BEGIN Records

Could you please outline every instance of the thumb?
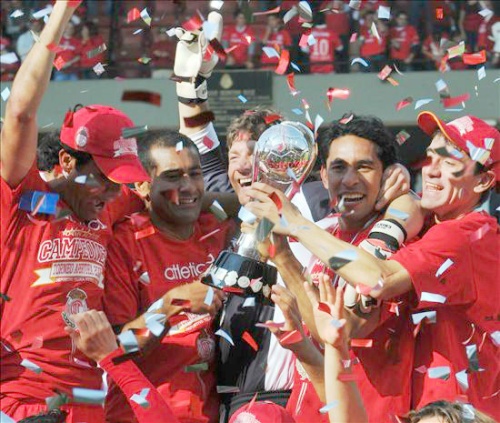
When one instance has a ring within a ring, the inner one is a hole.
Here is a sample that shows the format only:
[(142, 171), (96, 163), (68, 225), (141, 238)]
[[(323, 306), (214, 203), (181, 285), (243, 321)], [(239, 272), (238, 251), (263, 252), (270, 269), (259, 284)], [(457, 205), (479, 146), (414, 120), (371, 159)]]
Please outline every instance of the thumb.
[(314, 291), (309, 282), (304, 282), (304, 289), (306, 291), (307, 298), (309, 298), (309, 302), (311, 303), (313, 308), (316, 308), (318, 306), (317, 293)]
[(207, 21), (215, 26), (214, 31), (212, 32), (212, 37), (217, 38), (217, 41), (220, 41), (222, 38), (222, 15), (219, 12), (210, 12), (207, 17)]
[(72, 328), (71, 326), (65, 326), (64, 331), (70, 336), (70, 338), (77, 343), (80, 339), (80, 332), (78, 329)]

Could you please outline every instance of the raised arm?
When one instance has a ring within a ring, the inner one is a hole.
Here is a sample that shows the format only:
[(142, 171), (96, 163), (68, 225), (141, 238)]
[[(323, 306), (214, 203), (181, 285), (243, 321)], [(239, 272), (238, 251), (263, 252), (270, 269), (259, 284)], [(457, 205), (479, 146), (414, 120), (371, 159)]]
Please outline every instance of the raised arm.
[[(27, 175), (36, 158), (37, 112), (47, 90), (55, 53), (78, 2), (57, 1), (40, 41), (33, 45), (12, 84), (5, 110), (0, 148), (0, 174), (14, 188)], [(54, 50), (54, 49), (52, 49)]]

END Records

What you have to do
Each line of the data that contains "Could" belongs in the answer.

Response area
Could you please outline every instance of the thumb?
Could you please outline every instance of the raised arm?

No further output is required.